:: Passage shown ::

Alex’s bravery and generosity are no doubt exceptional, but how rare is it for children of such young age to express such concerns and take action for the greater good? Alex’s early moral inclinations certainly challenge the traditional view of children’s morality as poor and fragile, such as that advanced by Jean Piaget in the 1930s. More broadly, her story also challenges a view of morality as externally imposed, a layer covering up natural selfish instincts. This raises the question: is morality really an acquired taste?

Early emergence of morality

Recent research in child development has revealed that children live rather sophisticated moral lives. In a ground breaking study from 2007, Kiley Hamlyn and colleagues found that 6 month old infants can tell who is friend and who is foe just by watching how they treat others. From their parent’s laps, infants watched a puppet show that included a character helping another climb a steep hill (the ‘helper’), and a character who instead actively pushed the other down the hill (the ‘hinderer’). After the show, infants were given the chance to choose one of these two puppets. Much to their parents’ relief, infants overwhelmingly approached the helper over the hinderer. This would suggest that infants seem able to extract the moral value behind other people’s actions.

:::
:: Material provided ::

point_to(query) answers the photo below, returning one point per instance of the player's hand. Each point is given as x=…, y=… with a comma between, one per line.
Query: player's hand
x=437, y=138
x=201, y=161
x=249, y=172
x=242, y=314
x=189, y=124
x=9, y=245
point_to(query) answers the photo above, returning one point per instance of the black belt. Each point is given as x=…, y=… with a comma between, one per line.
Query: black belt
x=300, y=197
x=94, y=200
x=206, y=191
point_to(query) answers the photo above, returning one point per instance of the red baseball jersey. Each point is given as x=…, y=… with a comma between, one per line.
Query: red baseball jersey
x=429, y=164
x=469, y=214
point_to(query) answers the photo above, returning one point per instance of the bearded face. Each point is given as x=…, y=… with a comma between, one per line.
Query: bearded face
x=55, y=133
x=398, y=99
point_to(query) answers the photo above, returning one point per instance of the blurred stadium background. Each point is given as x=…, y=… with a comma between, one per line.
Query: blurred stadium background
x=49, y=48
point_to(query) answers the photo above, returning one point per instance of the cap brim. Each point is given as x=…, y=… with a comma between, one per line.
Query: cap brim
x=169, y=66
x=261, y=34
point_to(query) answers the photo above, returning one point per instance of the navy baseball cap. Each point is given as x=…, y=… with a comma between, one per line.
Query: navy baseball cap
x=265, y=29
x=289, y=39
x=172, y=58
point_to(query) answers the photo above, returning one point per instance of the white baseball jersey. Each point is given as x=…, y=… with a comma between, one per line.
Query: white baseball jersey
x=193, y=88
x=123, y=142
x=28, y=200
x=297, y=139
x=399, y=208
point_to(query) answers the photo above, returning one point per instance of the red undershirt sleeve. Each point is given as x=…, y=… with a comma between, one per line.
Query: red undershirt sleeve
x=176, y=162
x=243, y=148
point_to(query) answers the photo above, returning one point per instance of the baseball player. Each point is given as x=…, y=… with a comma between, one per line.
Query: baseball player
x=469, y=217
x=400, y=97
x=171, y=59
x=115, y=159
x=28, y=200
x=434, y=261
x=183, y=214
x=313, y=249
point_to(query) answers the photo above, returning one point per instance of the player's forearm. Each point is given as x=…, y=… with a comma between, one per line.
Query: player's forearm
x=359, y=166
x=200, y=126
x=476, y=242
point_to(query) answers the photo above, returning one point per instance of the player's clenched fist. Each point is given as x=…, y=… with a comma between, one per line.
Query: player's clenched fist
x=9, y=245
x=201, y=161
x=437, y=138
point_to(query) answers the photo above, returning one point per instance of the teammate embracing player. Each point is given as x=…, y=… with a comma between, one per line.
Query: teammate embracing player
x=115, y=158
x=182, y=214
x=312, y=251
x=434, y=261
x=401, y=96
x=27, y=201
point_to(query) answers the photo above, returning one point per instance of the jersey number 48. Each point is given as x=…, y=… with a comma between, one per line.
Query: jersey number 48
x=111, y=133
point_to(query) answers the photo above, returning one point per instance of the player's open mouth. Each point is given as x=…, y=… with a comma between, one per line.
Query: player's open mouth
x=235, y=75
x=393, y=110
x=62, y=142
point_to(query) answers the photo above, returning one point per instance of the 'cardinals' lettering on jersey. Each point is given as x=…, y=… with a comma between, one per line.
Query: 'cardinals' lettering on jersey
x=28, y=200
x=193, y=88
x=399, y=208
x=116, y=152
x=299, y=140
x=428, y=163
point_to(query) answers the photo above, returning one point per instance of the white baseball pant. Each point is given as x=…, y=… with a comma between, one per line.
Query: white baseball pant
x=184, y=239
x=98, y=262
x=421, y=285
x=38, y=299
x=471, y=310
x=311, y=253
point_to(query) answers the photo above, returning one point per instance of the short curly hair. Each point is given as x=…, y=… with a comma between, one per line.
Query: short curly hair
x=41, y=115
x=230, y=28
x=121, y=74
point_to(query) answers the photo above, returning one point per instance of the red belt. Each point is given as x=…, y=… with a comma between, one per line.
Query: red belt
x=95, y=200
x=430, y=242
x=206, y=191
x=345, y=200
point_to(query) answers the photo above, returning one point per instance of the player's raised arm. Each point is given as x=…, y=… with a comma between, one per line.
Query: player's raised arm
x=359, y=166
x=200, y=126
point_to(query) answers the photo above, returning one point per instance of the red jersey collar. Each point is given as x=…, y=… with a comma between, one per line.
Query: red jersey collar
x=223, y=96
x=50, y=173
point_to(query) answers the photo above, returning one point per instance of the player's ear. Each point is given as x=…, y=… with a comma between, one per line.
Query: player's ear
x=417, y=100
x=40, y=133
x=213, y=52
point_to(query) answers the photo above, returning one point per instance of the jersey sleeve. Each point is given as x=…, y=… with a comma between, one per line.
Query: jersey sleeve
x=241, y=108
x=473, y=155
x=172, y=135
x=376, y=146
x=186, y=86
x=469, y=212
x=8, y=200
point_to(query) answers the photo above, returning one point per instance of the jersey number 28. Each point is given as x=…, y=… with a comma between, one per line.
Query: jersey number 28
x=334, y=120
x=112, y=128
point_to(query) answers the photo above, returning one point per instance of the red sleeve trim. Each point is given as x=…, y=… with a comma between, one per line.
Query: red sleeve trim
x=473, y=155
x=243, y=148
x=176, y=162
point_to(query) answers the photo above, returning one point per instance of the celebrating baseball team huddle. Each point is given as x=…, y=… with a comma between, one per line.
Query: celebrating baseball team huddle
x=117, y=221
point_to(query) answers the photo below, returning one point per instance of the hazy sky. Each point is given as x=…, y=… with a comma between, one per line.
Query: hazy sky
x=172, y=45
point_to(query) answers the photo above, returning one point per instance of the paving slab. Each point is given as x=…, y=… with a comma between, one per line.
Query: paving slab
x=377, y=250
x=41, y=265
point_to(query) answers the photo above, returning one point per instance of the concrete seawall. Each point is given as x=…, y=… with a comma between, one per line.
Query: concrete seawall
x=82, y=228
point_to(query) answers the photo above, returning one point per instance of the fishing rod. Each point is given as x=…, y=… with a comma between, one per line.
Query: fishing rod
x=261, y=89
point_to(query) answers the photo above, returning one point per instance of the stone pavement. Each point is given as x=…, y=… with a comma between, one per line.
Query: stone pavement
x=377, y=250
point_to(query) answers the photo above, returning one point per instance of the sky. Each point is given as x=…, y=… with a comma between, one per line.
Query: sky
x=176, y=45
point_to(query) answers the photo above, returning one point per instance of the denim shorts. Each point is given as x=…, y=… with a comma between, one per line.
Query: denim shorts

:::

Exercise goal.
Continue the passage above on the early emergence of morality in children, picking up after its final sentence.

Final answer.
As it turns out, evidence would suggest that infants do not only possess the capacity to implicitly judge others’ moral actions, but also take justice into their own hands. In a follow up study, researchers used the same puppet show setup, but gave participants the chance to give a ‘treat’ to either the helper or the hinderer. Even toddlers under 2 years old were more likely to give the ‘treat’ to the prosocial than the antisocial puppet, revealing intuitions that look like adult conceptions of reward and punishment toward good and bad behaviour.

In preschool years, more complex forms of moral action emerge. For example, a recent study reported that 3 year olds protested when they saw a puppet destroying someone else’s object or taking it away without permission, and spontaneously returned the object to the victim. In another experiment, children were shown to be more likely to help a victims if they had themselves (accidentally) destroyed their toy (for example, by knocking down their block tower) than when someone else did it. This suggests that complex moral feelings such as guilt may already be present and motivate behaviour at an early stage.

Children and the social sphere

Challenging traditional views, these findings indicate that children have a strong moral sense. They interpret actions as good or bad, right or wrong, deserving of praise or deserving of punishment. Most importantly, these judgments shape and guide their behaviour and social preferences, in ways that are similar to what is expected from adults’ social choices.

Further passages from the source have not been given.